▶ Problem 1
In the opera reviews, what language is "Glaoch" sung in?
▶ Problem 2
Write out the stretch of the opera reviews from "A boy lives" through "a poignant piece.".

▶ Document excerpt
· · · · · · ·
03. Irene Buckley, "Ghost Apples"

A ghost apple--if I understand the explanation aright--is an apple that grows just as winter is settling in, and then gets encased in ice such that the actual apple rots away leaving an empty apple shape.  I'd never heard of these, but they're a real thing.  Neat.  Here, they're a metaphor for environmental degradation and loss.  The action takes place in a lab with a scientist ruminating about all this stuff, and the Pacific Garbage Patch (and she has a highly visible Macbook--is this opera branded?).  I thought this was all right, but I definitely get too depressed thinking about these things to do it for long, and that extends to this piece.

04. Linda Buckley, "Glaoch"

Here's a piece about...videochatting and disconnection under COVID.  Nooooo!  You thought we'd get through this without another of these?  You FOOL!  You foolish fool!  Well, even if I'm not impressed by the subject matter, this does actually have pretty good ghostly music which carries the day, and--as you might've guessed from that title--it's sung in Irish, which adds a bit of novelty to the proceedings.

05. Robert Coleman, "The Colour Green"

So there's this Irish writer, Mark Boyle, who lives without technology, and this is about him and also he wrote the libretto.  The visuals are all in the form of mildly-animated paintings, which I liked a lot, but that's about all I liked here.  There are recordings of Boyle talking--repeated a number of times--and some really annoying singing about his sleep patterns and things.  Erg.  I don't know what to say.  There's certainly something appealing about this lifestyle, but regardless, boo to this one.  If you don't think a five-minute piece can feel excessively long, I would recommend you check this one out.

06. David Coonan, "verballing"

I think a policewoman is being instructed on how to question people.  There is lots of text on the screen, but she only says "yeah," "no," and "[wordless moaning]," over some screechy violins.  This is all animated, in a style that's so perversely ugly that I feel like it has to be intentional.  But either way, I did not care for this even a tiny bit.  Two clunkers in a row?  Let's try to do a little better next time, yeah?  Okay.

07. Alex Dowling, "Her Name"

A boy lives at a boarding school, and recounts his situation in a slightly abstruse way.  His mother has died, is the long and short of it.  I liked this.  The boy soprano, Seán Hayden, acquits himself very well.  It made me think about my own mother and start feeling a little Verklempt.  I may not have much to say about it, but it's a poignant piece.

08. Peter Fahey, "Through and Through"
· · · · · · ·
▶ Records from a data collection

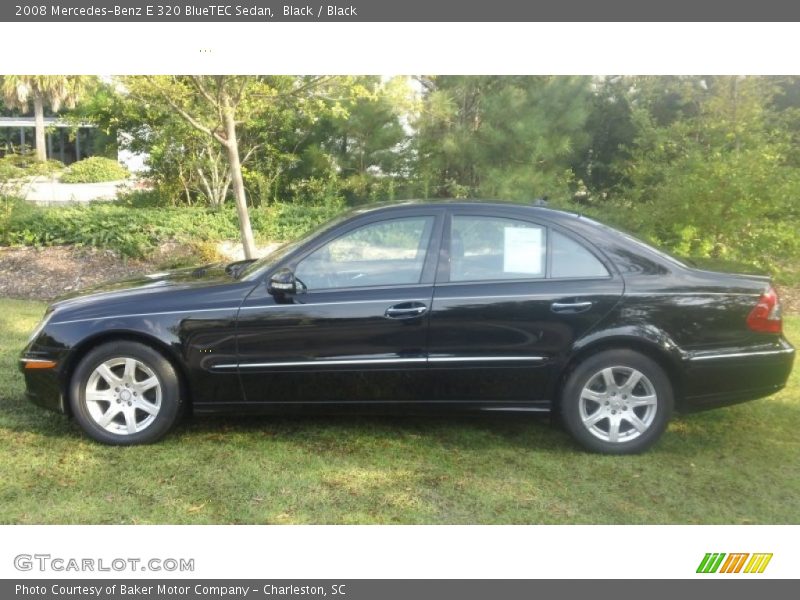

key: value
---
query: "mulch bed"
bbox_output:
[0,246,157,301]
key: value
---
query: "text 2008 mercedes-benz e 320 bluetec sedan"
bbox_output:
[21,202,794,454]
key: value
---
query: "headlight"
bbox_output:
[26,308,53,345]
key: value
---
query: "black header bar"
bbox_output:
[0,0,800,22]
[0,575,798,600]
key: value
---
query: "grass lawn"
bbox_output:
[0,300,800,524]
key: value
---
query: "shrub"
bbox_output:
[0,152,64,178]
[61,156,130,183]
[0,200,343,257]
[0,158,25,182]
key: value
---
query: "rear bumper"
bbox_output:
[679,339,795,412]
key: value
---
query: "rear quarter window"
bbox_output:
[550,231,609,278]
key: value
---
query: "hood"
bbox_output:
[51,264,233,310]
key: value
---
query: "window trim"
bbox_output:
[434,210,617,287]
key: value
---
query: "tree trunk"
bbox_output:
[33,94,47,162]
[222,107,256,258]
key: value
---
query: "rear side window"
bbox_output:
[450,215,547,281]
[550,231,608,277]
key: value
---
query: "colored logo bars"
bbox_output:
[697,552,772,573]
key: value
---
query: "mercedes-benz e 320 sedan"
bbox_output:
[20,202,794,454]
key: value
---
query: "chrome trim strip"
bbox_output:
[433,294,556,304]
[211,357,428,369]
[49,306,237,325]
[240,294,430,310]
[689,348,794,361]
[481,406,553,412]
[623,290,761,298]
[216,356,547,370]
[428,356,547,363]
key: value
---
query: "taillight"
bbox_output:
[747,286,783,333]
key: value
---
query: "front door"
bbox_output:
[429,209,624,408]
[237,209,443,404]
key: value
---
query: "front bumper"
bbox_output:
[19,356,67,413]
[680,339,795,411]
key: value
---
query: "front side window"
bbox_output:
[295,217,434,290]
[450,215,546,281]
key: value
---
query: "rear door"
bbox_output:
[428,207,624,407]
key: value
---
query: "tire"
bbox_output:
[561,350,675,454]
[69,341,182,446]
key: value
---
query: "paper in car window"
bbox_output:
[503,227,542,275]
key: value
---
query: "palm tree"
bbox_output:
[0,75,87,161]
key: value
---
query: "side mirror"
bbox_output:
[267,267,297,296]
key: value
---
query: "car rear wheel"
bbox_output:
[70,341,181,445]
[561,350,674,454]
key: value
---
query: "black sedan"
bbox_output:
[20,202,794,454]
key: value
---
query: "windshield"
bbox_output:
[239,211,353,280]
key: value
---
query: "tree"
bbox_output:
[123,75,364,258]
[0,75,88,161]
[415,76,591,200]
[617,76,800,267]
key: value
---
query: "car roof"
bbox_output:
[351,198,581,220]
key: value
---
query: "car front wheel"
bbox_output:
[561,350,674,454]
[70,341,181,445]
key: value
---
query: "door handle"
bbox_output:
[384,302,428,319]
[550,300,592,313]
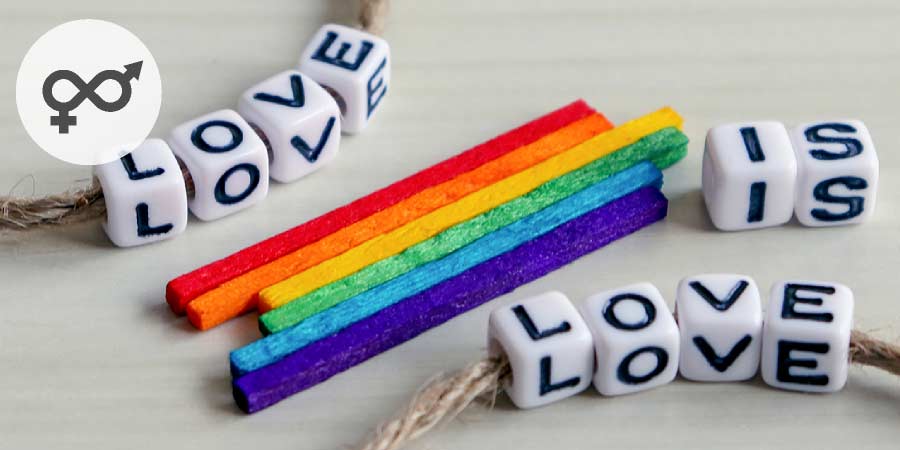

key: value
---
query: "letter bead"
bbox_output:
[792,120,878,227]
[300,24,391,134]
[582,283,679,395]
[762,281,853,392]
[675,274,762,381]
[488,292,594,409]
[94,139,187,247]
[169,109,269,220]
[702,122,797,231]
[238,70,341,183]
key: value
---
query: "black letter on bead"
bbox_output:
[603,293,656,331]
[781,283,835,322]
[120,153,166,181]
[291,117,335,163]
[688,280,750,311]
[616,347,669,384]
[513,305,572,340]
[366,58,387,117]
[540,356,581,396]
[134,203,173,237]
[191,120,244,153]
[312,31,375,71]
[693,334,753,372]
[213,163,259,205]
[804,123,863,161]
[811,177,869,222]
[740,127,766,162]
[747,181,766,223]
[775,341,829,386]
[253,74,306,108]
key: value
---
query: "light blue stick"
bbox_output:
[231,162,662,376]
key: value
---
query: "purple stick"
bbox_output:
[232,188,668,413]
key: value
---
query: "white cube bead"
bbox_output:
[300,24,391,133]
[94,139,187,247]
[238,70,341,183]
[702,122,797,231]
[582,283,679,395]
[488,292,594,408]
[675,274,762,381]
[792,120,878,227]
[169,109,269,220]
[762,281,853,392]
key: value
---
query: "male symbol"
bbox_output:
[43,61,144,134]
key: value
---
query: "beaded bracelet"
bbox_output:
[0,0,391,247]
[358,274,900,450]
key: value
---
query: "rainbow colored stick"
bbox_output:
[259,108,681,312]
[233,188,667,413]
[260,128,687,334]
[231,163,662,375]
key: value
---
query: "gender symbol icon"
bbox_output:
[43,61,144,134]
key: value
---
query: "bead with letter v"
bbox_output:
[675,274,762,381]
[238,70,341,183]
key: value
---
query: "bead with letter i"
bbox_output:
[702,121,797,231]
[300,24,391,134]
[169,109,269,220]
[488,292,594,408]
[792,120,878,227]
[238,70,341,183]
[94,139,188,247]
[761,281,853,392]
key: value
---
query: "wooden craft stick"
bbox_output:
[166,100,595,314]
[260,128,687,334]
[233,188,667,413]
[187,114,612,329]
[258,108,681,312]
[231,162,662,375]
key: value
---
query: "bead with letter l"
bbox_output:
[488,292,594,408]
[169,109,269,220]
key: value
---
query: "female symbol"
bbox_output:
[43,61,144,134]
[16,19,162,165]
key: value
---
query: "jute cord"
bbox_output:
[357,330,900,450]
[0,0,390,232]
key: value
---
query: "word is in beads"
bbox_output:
[703,120,878,231]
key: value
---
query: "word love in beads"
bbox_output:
[94,24,390,247]
[703,120,878,230]
[488,274,853,408]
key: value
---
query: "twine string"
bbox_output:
[0,0,390,233]
[357,330,900,450]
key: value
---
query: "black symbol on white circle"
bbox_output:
[43,61,144,134]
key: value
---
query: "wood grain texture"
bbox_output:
[0,0,900,450]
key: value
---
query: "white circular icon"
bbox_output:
[16,19,162,165]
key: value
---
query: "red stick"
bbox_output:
[166,100,595,314]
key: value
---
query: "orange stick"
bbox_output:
[186,113,612,330]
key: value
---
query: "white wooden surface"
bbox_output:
[0,0,900,450]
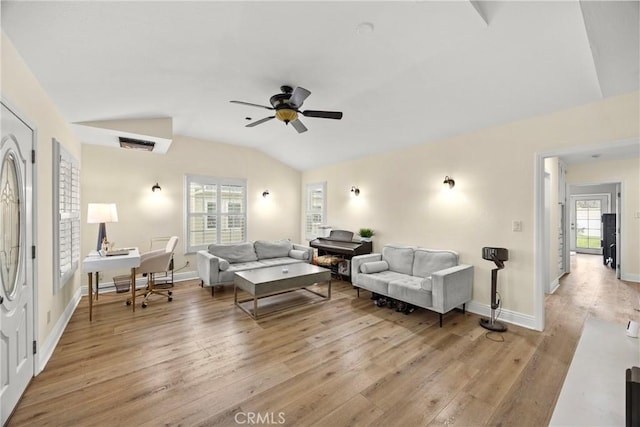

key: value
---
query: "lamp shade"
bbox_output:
[87,203,118,224]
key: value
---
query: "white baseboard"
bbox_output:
[620,273,640,283]
[35,289,81,375]
[467,301,536,330]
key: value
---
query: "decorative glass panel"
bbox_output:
[0,152,22,296]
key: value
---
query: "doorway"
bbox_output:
[0,101,35,425]
[532,138,639,331]
[569,194,611,255]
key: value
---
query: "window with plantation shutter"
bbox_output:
[305,182,327,240]
[53,138,80,293]
[185,175,247,252]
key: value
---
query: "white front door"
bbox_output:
[570,194,609,255]
[0,103,34,425]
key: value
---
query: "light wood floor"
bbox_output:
[9,255,640,427]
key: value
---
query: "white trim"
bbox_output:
[532,153,550,331]
[35,289,81,375]
[467,301,536,330]
[620,273,640,283]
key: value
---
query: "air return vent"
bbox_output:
[118,136,156,151]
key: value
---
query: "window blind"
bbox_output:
[185,175,247,252]
[52,138,80,293]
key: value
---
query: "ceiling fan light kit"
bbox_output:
[230,85,342,133]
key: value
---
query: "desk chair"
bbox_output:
[127,236,178,308]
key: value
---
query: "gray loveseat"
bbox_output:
[351,245,473,327]
[196,240,313,296]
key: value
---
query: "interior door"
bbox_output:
[571,194,610,254]
[0,103,34,425]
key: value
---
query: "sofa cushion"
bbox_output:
[258,256,304,267]
[412,248,458,277]
[382,245,415,275]
[360,261,389,273]
[358,270,405,296]
[389,276,433,308]
[289,249,309,261]
[208,242,258,264]
[254,240,293,259]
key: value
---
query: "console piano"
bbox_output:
[309,230,373,276]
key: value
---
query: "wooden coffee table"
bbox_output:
[233,263,331,320]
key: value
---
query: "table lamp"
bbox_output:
[87,203,118,251]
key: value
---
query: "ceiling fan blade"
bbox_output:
[289,119,307,133]
[289,86,311,108]
[229,101,273,110]
[245,116,276,128]
[302,110,342,120]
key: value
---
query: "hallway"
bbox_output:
[546,254,640,325]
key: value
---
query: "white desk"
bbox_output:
[549,318,640,426]
[82,248,140,321]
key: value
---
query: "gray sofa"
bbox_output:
[351,245,473,327]
[196,240,313,296]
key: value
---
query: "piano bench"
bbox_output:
[316,255,343,267]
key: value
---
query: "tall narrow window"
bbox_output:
[185,175,247,252]
[305,182,327,240]
[53,138,80,293]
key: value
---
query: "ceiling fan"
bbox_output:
[230,85,342,133]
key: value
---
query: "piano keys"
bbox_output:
[309,230,373,277]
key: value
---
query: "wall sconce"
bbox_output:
[443,176,456,188]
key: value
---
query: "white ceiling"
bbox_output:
[1,0,640,170]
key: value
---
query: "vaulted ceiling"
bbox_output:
[1,0,640,170]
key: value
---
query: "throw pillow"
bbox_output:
[289,249,309,261]
[360,261,389,274]
[209,242,258,264]
[218,258,229,271]
[254,240,293,259]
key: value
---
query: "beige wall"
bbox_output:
[567,158,640,282]
[303,93,639,324]
[81,136,301,285]
[1,33,81,343]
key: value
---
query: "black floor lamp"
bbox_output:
[480,247,509,332]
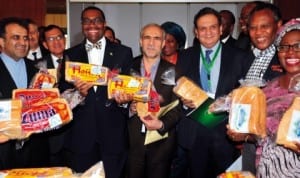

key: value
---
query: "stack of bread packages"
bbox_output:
[276,74,300,151]
[0,161,105,178]
[0,72,73,141]
[210,80,267,138]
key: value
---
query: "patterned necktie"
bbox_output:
[85,41,102,51]
[205,49,213,64]
[56,58,62,64]
[31,52,37,61]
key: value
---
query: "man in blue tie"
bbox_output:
[177,7,248,178]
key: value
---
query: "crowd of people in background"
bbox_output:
[0,1,300,178]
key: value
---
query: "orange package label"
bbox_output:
[107,75,151,102]
[22,98,72,134]
[13,88,60,108]
[65,61,108,85]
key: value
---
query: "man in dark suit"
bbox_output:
[220,10,236,46]
[26,19,49,63]
[0,17,49,169]
[36,25,69,166]
[177,7,251,178]
[59,6,132,178]
[123,24,180,178]
[41,25,66,69]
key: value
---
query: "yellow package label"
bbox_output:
[107,75,151,102]
[65,61,109,85]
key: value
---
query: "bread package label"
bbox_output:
[65,61,109,85]
[22,98,73,135]
[30,72,56,89]
[0,100,22,140]
[229,86,266,137]
[173,76,208,108]
[12,88,60,108]
[276,97,300,150]
[107,75,151,102]
[0,167,73,178]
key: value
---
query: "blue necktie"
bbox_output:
[200,49,213,92]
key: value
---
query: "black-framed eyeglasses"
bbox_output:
[81,17,105,25]
[277,43,300,53]
[46,35,64,42]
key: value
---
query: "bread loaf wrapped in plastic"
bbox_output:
[107,75,151,102]
[229,86,266,138]
[0,167,73,178]
[276,97,300,151]
[0,100,22,142]
[30,72,57,89]
[173,76,208,108]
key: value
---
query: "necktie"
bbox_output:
[205,49,212,64]
[32,52,37,61]
[56,58,62,64]
[200,49,213,92]
[85,41,102,51]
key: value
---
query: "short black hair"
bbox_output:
[0,17,28,38]
[41,24,65,41]
[81,6,106,21]
[194,7,222,29]
[248,2,282,24]
[104,26,116,38]
[220,10,235,25]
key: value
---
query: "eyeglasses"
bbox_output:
[277,43,300,53]
[46,35,64,42]
[81,17,104,25]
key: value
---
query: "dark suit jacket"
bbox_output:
[176,42,250,149]
[59,40,132,154]
[128,58,180,162]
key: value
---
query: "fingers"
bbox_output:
[74,79,94,96]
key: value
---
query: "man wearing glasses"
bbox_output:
[41,25,66,69]
[59,6,132,178]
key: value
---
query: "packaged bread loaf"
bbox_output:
[173,76,208,108]
[107,75,151,102]
[276,97,300,151]
[229,86,266,137]
[12,88,60,108]
[30,72,56,89]
[65,61,108,85]
[22,98,73,136]
[0,100,22,142]
[0,167,73,178]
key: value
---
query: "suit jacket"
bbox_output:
[128,58,181,162]
[59,40,132,153]
[176,42,250,149]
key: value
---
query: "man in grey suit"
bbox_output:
[0,17,49,170]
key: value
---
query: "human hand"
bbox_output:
[73,79,94,96]
[226,125,252,142]
[140,114,163,130]
[180,98,196,109]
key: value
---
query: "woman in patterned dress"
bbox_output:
[227,19,300,178]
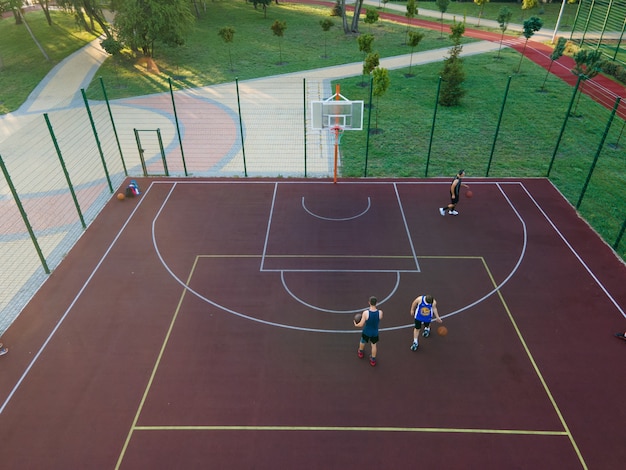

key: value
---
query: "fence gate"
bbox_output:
[133,129,170,176]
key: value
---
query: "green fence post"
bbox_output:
[576,96,621,209]
[235,77,248,177]
[302,78,306,178]
[613,219,626,251]
[485,75,511,176]
[80,88,113,194]
[0,155,50,274]
[100,77,128,176]
[133,129,148,176]
[424,77,441,178]
[167,77,189,176]
[363,75,374,178]
[43,113,87,228]
[546,75,582,178]
[157,129,167,176]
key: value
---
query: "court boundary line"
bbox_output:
[152,181,528,333]
[259,181,421,276]
[115,255,588,470]
[0,177,612,470]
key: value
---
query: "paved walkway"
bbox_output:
[0,0,624,335]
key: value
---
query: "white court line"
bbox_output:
[258,183,278,271]
[0,181,626,415]
[152,181,528,334]
[522,185,626,318]
[302,196,372,222]
[0,185,152,415]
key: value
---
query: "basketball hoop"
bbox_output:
[328,125,346,145]
[311,84,363,183]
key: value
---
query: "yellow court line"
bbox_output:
[197,254,484,261]
[115,256,198,470]
[115,255,587,470]
[135,426,567,436]
[483,259,587,470]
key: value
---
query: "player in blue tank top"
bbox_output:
[411,295,443,351]
[354,297,383,366]
[439,170,469,215]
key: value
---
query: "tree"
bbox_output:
[344,0,363,34]
[56,0,113,38]
[406,31,424,77]
[517,16,543,73]
[439,21,465,106]
[571,49,604,114]
[217,26,235,72]
[357,34,378,86]
[404,0,417,44]
[320,18,335,58]
[338,0,363,34]
[372,67,391,134]
[474,0,489,26]
[541,37,567,91]
[115,0,195,58]
[271,20,287,65]
[497,7,513,59]
[3,0,24,24]
[435,0,450,38]
[363,8,380,31]
[252,0,270,18]
[522,0,539,20]
[363,52,380,79]
[37,0,52,26]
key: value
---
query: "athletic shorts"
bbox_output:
[361,333,378,344]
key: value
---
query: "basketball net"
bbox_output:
[330,83,343,183]
[330,126,344,183]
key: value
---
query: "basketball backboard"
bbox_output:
[311,93,363,131]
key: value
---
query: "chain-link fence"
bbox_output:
[0,71,626,333]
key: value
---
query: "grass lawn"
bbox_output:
[408,0,578,32]
[86,2,473,98]
[0,11,100,114]
[0,1,626,259]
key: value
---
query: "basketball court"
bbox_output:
[0,178,626,469]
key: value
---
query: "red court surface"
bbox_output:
[0,178,626,469]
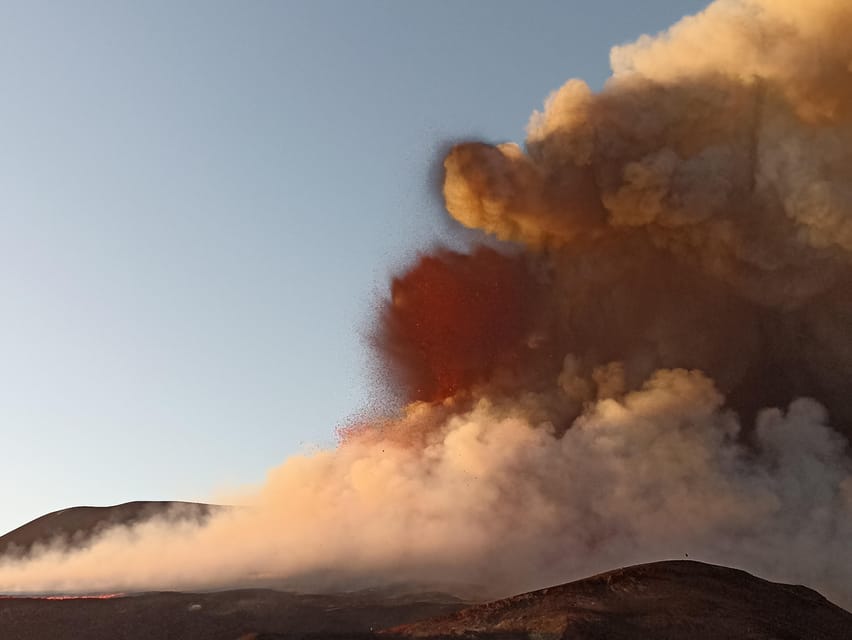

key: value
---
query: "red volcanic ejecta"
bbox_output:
[376,247,536,402]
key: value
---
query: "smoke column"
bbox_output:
[0,0,852,607]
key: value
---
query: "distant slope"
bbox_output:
[0,502,223,556]
[387,561,852,640]
[0,589,464,640]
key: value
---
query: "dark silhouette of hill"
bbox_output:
[389,561,852,640]
[0,589,465,640]
[0,502,852,640]
[0,501,224,556]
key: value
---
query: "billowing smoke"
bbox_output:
[0,0,852,606]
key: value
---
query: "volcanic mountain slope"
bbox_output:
[0,589,464,640]
[389,561,852,640]
[0,501,223,556]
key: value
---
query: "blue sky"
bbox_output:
[0,0,705,533]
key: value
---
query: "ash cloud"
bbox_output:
[0,0,852,606]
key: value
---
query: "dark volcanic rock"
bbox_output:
[0,589,464,640]
[0,502,226,556]
[389,561,852,640]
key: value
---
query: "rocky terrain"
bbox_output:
[0,501,224,560]
[0,502,852,640]
[391,561,852,640]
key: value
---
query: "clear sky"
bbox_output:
[0,0,705,533]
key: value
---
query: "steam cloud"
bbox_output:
[0,0,852,606]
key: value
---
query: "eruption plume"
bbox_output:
[0,0,852,606]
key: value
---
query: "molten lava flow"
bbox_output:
[376,247,536,402]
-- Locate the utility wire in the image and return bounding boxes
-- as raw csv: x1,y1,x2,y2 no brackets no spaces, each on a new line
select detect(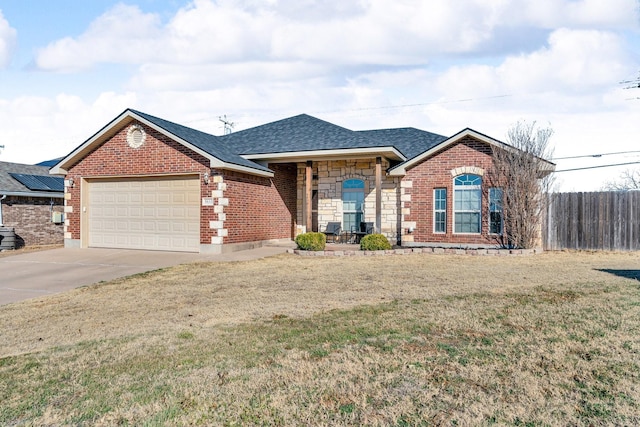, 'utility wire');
555,162,640,173
551,150,640,160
· · · · · · ·
▶ Output 1
Irish.

▶ Output 2
A boy lives at a boarding school, and recounts his situation in a slightly abstruse way.  His mother has died, is the long and short of it.  I liked this.  The boy soprano, Seán Hayden, acquits himself very well.  It made me think about my own mother and start feeling a little Verklempt.  I may not have much to say about it, but it's a poignant piece.